▶ **Problems and tasks**:
1/ According to the passage on Iraq's banking sector, what minimum reserves are all private banks expected to have by the CBI's June 2013 deadline?
2/ Please resume the passage on Iraq's banking sector, continuing on from its last sentence.

Indeed, there is a serious need to level out the playing field so that public and private banks can compete on an even footing. As things stand today, the government and public sector companies, which are the key drivers of the country’s GDP, are only allowed to deposit with and take loans from the state-owned banks. Furthermore, taxes and any payments to the government can only be made through state banks.

Discussions are under way among private banks to set up a self-funded deposit guarantee fund, but these are at an early stage. Given their low levels of capitalisation, much of Iraq’s private banking activity is limited to deposit services and a small amount of personal lending.

Consolidation calls

In an attempt to boost the role of private banks, the CBI drew up a three-stage programme in 2009, asking banks to increase their capital requirements to $85.8m and lowering its base rate to 6%. An initial deadline of June 2011 was set by the CBI for banks to meet these new requirements. However, more than a year later, four of the 22 private banks listed on the Iraqi Stock Exchange were still unable to meet this minimum capital requirement. The CBI’s next deadline is June 2013, when all private banks are expected to have minimum reserves of $215m. Many see this directive from the central bank as an effort to force a consolidation of the private banking sector.

“The CBI is asking private banks to increase their capital by mid-2013 because many of them simply do not have the resources to finance infrastructure projects so they either need to merge, or work with large state-owned banks,” says Hamdiyah Al-Jaff, chairwoman of TBI. “Private banks need to stop depending on currency trading to make money – they are currently making most of their profit by buying US dollars from the CBI and selling it on to the market.”

US dollars are disbursed into the market through the CBI, with private banks being the key recipient. On average, the CBI sells about $250,000 to private banks and $75,000 to currency exchange and money transfer shops on a weekly basis. Many industry participants complain that private banks prefer to make a quick buck by simply selling their dollars on at a higher rate. The CBI holds a daily auction at which it sells the dollar for ID1166, while private banks are selling them on for roughly ID1210 to a dollar.

In mid-2012, TBI initiated a project to create a syndicated loan with private banks. It is still negotiating with private institutions on this but the door is open for all of them to take part. 

Foreign influence

It is also hoped that the increasing entrance of foreign banks into Iraq may help to modernise the industry as these banks import their technology and expertise. There is a sizeable need to introduce modern information and communications technology systems across the banking sector. There are an estimated 270 ATMs across the country, but the banks have yet to see the benefits of linking these together. 

There are currently 12 foreign banks with a presence in Iraq, while several Middle Eastern banks have been showing a growing appetite to access the market in recent times. One such bank is Jordan’s Arab Bank, which is looking at re-entering Iraq in the near future. (It formerly had a presence there before being nationalised in 1964.)

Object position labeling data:

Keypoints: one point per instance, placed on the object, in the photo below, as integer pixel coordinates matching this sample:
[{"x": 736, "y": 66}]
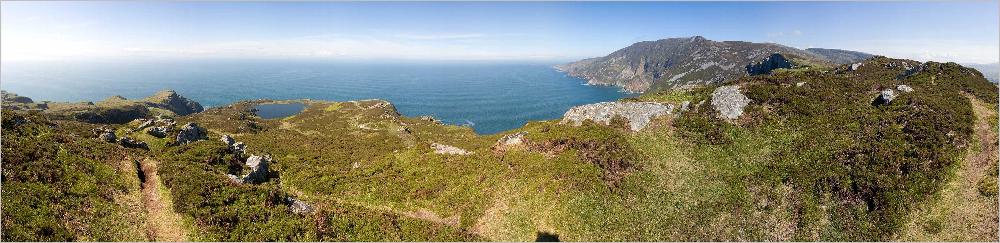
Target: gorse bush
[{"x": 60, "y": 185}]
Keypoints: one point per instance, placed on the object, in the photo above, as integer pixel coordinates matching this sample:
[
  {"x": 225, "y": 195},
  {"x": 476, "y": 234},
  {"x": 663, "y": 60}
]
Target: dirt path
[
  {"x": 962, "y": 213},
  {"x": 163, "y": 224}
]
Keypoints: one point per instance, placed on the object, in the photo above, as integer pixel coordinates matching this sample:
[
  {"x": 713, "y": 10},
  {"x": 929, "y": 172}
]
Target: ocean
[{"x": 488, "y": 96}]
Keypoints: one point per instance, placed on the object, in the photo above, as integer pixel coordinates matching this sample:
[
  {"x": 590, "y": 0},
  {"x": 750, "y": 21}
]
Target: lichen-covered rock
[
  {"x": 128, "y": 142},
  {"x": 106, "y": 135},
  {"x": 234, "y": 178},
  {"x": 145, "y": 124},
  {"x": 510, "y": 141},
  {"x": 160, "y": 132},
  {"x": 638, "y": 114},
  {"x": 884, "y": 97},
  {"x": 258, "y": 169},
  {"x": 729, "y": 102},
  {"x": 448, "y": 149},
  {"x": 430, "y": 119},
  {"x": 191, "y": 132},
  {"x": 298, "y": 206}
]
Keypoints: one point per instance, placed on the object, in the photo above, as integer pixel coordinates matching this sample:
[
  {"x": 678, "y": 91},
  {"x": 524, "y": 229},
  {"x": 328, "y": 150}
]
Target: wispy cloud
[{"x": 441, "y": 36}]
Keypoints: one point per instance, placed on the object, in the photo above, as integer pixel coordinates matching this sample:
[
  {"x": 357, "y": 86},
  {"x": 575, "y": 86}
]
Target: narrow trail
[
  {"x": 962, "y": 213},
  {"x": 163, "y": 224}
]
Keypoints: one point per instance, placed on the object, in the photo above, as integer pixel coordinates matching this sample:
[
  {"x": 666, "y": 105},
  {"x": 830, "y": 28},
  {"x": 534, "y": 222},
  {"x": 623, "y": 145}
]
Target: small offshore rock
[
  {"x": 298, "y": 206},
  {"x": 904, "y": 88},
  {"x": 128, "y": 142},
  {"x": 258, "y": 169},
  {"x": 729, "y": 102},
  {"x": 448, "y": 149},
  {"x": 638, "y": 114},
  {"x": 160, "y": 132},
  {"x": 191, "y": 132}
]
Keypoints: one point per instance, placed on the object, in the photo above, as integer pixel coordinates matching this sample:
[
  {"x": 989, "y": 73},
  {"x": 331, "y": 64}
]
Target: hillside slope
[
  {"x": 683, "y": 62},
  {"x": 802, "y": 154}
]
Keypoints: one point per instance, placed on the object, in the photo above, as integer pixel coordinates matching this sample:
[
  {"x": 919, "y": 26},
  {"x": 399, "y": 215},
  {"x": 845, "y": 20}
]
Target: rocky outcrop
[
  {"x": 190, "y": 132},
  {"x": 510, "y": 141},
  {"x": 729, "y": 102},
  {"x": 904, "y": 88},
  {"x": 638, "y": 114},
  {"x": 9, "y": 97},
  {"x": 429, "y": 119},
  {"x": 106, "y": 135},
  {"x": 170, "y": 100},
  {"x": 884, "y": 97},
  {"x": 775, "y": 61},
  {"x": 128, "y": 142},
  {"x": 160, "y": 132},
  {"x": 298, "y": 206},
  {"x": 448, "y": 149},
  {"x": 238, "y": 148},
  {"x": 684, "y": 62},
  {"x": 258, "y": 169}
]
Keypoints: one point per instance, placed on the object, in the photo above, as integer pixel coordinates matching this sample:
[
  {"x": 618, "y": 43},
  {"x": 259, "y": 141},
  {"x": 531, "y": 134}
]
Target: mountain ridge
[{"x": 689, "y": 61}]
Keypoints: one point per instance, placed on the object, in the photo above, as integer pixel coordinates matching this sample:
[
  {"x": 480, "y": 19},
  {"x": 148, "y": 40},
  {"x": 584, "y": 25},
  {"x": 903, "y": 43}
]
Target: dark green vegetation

▶ **Task-by-task outputs**:
1/ $215m.

2/
Awash with liquidity, the Lebanese banking sector, with total deposits amounting to $115bn in a country with a GDP of $41.5bn, is also expanding into Iraq. Lebanon’s Fransabank is currently considering its options, while fellow Lebanese lender Byblos Bank opened its third branch in Iraq in March 2012. The bank's activities in Iraq cover corporate, commercial and correspondent banking services, including transfers and trade finance. 

“We are doing a very good business in Iraq so we are likely to open one to two more branches there,” says Sami Haddad, general manager of international banking and investment at Byblos Bank. “One of our main growth opportunities today is expanding into Iraq.” 

However, investment banking remains virgin territory for the big international banks. Some have been trying to get a foothold into the market through acting as advisers on the planned initial public offerings (IPOs) of Iraq’s three telecom operators, Zain Iraq, Asiacell and Korek. All three are planning to list and between them could raise more than $3bn if the flotations run according to plan. Zain Iraq is being advised by Citigroup, BNP Paribas and National Bank of Kuwait, while Asiacell has appointed HSBC and Morgan Stanley to oversee its IPO.

Project finance

The real untapped opportunity in Iraq will be the billion dollars worth of infrastructure and project finance deals going forward. Central to unlocking that opportunity will be the approval of an Iraq infrastructure law that has been in the pipeline for several years already. In September 2012, Iraqi prime minister Nouri al-Maliki threatened to move forward with a draft law for Iraqi infrastructure – irrespective of whether he gets parliamentary approval on it.

Iraq’s 2011 to 2014 National Development Plan includes more than 2700 projects valued at roughly $186bn. The government estimates it must build 2.5 million homes by 2015, and in April 2011 it gave the green light on a $37bn plan to rebuild the country’s damaged infrastructure.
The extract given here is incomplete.